BEGIN Input material

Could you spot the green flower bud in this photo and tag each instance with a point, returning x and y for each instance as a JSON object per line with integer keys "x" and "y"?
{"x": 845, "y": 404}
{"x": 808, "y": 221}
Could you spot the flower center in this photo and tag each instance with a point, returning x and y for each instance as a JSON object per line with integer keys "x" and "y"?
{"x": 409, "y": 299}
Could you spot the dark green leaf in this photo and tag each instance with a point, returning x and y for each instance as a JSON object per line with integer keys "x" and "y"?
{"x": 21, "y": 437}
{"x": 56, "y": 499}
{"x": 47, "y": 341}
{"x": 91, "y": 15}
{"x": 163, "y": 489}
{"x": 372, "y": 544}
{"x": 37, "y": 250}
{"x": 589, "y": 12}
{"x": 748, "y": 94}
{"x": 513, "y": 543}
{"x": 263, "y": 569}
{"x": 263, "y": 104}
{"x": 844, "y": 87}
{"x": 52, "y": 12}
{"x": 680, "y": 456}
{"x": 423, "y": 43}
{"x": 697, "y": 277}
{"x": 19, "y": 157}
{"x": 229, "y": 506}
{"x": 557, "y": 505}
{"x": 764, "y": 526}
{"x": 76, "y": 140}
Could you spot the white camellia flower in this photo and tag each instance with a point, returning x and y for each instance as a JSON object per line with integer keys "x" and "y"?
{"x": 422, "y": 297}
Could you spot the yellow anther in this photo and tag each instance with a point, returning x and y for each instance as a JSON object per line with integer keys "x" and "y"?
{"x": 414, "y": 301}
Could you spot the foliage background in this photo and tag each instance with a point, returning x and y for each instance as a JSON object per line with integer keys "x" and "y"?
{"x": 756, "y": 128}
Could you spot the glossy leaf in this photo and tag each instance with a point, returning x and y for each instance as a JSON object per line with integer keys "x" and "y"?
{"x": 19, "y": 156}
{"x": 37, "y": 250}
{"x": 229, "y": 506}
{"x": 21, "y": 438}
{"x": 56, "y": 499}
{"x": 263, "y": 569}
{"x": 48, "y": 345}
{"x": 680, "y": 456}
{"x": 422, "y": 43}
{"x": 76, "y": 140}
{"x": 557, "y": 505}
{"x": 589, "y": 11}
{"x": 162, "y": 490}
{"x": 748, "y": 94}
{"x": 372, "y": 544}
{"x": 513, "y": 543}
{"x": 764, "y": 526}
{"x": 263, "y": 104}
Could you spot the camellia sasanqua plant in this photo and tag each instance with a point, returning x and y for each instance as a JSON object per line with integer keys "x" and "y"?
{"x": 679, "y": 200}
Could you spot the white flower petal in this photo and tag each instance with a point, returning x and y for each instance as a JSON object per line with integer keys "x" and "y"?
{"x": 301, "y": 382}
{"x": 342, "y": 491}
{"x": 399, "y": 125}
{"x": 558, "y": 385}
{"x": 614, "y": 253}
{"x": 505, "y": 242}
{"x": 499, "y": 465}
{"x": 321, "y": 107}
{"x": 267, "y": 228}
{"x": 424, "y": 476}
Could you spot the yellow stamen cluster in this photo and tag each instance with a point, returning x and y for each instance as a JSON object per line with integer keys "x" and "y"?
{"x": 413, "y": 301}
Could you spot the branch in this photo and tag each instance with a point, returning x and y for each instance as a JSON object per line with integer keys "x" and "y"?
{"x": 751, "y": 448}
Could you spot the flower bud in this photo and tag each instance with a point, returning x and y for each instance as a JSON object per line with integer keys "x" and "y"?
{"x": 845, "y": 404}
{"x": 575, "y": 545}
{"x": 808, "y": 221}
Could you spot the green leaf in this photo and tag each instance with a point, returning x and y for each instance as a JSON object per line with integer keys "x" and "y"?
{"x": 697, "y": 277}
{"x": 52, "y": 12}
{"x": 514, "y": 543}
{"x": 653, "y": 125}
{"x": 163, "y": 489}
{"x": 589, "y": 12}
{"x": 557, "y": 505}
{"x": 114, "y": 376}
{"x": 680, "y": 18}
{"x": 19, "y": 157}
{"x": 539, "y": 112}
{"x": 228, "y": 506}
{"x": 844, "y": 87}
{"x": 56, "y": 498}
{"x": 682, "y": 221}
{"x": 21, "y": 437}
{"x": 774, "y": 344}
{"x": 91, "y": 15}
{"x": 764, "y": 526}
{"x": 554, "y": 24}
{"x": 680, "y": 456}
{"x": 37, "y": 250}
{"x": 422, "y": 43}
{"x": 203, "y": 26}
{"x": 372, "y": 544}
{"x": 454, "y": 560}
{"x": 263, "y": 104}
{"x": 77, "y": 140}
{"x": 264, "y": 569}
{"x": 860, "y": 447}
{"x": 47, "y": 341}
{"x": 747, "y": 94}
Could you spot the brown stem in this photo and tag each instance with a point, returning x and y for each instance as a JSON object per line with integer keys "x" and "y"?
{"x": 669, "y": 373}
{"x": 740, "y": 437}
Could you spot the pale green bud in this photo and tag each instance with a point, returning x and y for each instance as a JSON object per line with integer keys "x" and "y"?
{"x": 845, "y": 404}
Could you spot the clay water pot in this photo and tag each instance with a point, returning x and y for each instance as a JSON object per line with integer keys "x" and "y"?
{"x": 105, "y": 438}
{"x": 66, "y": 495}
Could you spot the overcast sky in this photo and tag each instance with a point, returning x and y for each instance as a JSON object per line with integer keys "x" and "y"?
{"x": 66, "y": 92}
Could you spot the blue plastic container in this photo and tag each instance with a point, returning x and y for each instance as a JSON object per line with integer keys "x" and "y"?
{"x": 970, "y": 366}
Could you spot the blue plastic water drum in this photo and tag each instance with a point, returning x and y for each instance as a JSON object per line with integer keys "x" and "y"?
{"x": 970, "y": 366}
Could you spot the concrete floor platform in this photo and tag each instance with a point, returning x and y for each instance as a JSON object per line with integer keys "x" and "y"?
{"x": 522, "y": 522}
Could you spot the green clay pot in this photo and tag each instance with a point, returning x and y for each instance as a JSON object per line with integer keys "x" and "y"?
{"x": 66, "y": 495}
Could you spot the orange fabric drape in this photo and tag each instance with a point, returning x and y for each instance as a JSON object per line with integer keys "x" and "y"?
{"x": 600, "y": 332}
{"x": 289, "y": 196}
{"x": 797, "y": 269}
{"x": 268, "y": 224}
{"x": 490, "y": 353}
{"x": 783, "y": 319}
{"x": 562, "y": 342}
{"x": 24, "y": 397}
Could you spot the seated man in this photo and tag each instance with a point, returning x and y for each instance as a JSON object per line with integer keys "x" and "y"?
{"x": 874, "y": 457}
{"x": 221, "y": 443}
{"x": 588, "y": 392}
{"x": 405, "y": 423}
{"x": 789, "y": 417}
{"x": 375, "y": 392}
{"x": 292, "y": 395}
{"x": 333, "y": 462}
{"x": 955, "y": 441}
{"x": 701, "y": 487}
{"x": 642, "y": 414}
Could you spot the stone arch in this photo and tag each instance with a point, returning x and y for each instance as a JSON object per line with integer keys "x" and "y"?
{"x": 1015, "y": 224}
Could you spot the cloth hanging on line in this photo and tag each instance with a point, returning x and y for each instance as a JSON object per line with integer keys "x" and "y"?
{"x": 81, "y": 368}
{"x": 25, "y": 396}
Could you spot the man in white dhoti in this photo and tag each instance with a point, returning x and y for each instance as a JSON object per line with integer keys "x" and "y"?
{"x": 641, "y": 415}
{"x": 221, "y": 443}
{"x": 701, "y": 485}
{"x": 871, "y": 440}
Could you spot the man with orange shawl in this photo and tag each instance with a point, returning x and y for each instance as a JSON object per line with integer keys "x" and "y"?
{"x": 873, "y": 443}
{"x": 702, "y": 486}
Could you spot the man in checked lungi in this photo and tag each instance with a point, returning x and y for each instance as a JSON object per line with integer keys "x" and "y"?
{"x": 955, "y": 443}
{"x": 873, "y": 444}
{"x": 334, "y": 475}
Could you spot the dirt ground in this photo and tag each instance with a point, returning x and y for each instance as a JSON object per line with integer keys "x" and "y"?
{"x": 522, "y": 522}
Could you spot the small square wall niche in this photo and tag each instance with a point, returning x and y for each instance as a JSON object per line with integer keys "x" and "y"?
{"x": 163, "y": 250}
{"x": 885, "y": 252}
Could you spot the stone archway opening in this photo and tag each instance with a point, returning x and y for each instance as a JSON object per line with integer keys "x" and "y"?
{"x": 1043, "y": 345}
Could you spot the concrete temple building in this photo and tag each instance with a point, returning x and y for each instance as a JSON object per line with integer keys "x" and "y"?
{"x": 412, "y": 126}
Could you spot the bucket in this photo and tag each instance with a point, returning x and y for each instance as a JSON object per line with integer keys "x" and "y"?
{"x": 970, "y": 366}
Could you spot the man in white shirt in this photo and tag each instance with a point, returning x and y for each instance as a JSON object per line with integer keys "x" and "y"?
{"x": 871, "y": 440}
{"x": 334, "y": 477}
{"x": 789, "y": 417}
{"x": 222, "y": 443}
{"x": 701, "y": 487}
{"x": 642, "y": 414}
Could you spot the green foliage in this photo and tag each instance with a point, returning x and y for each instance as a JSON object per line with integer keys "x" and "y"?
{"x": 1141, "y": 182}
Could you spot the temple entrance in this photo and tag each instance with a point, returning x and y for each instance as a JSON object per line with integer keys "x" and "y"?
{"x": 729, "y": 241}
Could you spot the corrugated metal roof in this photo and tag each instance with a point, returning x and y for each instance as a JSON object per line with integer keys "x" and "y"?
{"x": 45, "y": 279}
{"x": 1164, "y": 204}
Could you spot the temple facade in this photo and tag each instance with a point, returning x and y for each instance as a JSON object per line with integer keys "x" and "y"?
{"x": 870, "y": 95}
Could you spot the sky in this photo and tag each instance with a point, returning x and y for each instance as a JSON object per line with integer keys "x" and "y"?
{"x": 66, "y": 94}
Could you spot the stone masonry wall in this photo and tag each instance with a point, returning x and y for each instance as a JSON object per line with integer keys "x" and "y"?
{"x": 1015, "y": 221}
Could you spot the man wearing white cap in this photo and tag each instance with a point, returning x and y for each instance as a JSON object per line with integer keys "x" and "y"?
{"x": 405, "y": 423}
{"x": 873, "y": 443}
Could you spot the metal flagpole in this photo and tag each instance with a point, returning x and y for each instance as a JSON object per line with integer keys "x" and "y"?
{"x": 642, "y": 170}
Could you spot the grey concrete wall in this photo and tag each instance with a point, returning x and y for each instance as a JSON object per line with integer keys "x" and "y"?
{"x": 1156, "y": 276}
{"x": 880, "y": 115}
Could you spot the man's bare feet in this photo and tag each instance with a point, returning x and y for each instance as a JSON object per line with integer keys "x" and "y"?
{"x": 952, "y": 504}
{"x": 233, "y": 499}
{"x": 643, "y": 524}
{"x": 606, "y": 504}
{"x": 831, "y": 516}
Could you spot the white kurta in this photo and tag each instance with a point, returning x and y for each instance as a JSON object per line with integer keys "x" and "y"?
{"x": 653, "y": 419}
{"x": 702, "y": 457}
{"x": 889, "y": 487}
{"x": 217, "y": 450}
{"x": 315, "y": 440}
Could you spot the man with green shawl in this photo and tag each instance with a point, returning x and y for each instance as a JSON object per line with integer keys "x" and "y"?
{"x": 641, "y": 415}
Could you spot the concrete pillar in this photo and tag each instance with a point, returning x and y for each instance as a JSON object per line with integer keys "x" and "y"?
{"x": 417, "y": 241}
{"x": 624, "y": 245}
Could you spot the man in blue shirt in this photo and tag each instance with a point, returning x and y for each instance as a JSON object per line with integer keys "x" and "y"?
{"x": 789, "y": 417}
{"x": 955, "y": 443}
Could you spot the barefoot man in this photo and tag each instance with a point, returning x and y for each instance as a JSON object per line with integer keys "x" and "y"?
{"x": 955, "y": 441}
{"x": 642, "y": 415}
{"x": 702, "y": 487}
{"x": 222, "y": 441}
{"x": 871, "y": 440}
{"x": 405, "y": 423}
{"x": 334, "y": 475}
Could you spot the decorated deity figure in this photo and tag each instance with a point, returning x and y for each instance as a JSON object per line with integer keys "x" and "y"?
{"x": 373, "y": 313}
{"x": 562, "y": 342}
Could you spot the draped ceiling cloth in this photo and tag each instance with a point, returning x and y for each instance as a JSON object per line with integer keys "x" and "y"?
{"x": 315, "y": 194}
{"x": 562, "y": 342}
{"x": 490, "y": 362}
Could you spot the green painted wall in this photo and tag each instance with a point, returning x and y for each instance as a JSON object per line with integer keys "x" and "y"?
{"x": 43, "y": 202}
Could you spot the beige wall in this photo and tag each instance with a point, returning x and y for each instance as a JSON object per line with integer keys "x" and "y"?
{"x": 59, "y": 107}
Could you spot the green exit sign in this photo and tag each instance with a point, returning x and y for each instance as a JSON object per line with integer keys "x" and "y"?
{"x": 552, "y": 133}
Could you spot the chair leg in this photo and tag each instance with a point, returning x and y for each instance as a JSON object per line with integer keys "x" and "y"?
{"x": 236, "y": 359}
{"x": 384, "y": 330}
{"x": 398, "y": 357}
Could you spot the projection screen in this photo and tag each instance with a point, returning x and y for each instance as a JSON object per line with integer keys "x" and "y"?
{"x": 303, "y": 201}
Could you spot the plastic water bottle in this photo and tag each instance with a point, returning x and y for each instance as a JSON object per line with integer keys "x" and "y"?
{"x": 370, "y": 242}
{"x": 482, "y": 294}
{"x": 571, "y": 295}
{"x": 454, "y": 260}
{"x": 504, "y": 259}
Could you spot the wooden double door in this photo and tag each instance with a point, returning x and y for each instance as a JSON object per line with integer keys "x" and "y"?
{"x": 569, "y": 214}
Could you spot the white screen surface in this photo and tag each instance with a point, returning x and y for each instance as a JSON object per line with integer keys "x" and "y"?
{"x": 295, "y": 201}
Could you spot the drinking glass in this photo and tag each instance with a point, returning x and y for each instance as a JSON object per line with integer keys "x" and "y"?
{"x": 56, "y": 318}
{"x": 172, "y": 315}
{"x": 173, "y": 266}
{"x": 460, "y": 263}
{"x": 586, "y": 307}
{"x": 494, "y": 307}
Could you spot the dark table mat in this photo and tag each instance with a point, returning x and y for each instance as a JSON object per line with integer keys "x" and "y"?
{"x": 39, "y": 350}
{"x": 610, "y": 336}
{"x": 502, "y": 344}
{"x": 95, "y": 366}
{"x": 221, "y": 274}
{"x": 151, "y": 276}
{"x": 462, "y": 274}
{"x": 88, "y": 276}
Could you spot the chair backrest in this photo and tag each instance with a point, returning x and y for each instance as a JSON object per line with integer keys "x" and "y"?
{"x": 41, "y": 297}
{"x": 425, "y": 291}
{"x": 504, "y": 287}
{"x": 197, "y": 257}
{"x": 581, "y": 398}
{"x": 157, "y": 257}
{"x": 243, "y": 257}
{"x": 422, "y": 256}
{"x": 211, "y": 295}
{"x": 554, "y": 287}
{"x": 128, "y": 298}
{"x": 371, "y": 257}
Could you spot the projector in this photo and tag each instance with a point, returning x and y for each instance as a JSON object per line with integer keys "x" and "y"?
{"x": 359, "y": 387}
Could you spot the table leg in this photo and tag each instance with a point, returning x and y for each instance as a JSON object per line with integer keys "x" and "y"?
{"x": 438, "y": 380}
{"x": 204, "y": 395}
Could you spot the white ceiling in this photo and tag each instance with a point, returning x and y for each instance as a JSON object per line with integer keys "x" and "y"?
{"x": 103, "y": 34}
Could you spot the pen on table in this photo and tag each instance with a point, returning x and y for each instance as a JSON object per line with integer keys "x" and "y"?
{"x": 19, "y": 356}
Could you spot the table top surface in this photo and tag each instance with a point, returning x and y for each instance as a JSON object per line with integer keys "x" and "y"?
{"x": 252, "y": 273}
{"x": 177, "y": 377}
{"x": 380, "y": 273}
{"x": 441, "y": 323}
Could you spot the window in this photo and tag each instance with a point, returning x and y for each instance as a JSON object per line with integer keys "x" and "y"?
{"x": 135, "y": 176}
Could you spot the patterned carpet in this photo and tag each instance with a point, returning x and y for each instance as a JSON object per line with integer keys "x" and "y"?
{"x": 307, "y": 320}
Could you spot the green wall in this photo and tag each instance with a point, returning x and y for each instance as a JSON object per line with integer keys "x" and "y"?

END Input material

Brief
Starting with the line that contains "Could you spot the projector", write out each line through the end of the listing, exactly as it appears, and include nothing else.

Answer
Could you spot the projector in this photo and tag each instance with a point, returning x and y for each instance as a JSON object per line with integer keys "x" and "y"?
{"x": 359, "y": 387}
Could you spot the table leg in this photo and tag each instance with a point, returning x and y for each instance as a JSON object per line with integer keys "x" and "y"?
{"x": 438, "y": 380}
{"x": 204, "y": 395}
Could you spot the white ceiling in this photo and tag each instance with a point, returning x and y for each instance as a JSON object per line with integer keys "x" and "y"?
{"x": 103, "y": 34}
Could you spot the pen on table in this photo and tag each instance with a point, returning x and y for each instance as a JSON object per line with integer keys "x" and "y"?
{"x": 19, "y": 356}
Could you spot the table top surface in this photo and tag each instance with a point, returning x and y for each instance as a JSON object per line with integer keys "x" and "y"?
{"x": 252, "y": 273}
{"x": 177, "y": 377}
{"x": 380, "y": 273}
{"x": 441, "y": 323}
Could you spot the window in this photo and tag each instance with a point, returning x and y for each instance as a JSON object per line with integer keys "x" and "y"?
{"x": 135, "y": 176}
Could you spot the patterned carpet in this photo and tag each instance with a point, returning x and y for each instance as a JSON object per line with integer keys "x" and "y"?
{"x": 307, "y": 320}
Could you spot the green wall in this photo and tag each instance with a point, returning x and y for each instance as a JSON object per line with integer keys "x" and "y"?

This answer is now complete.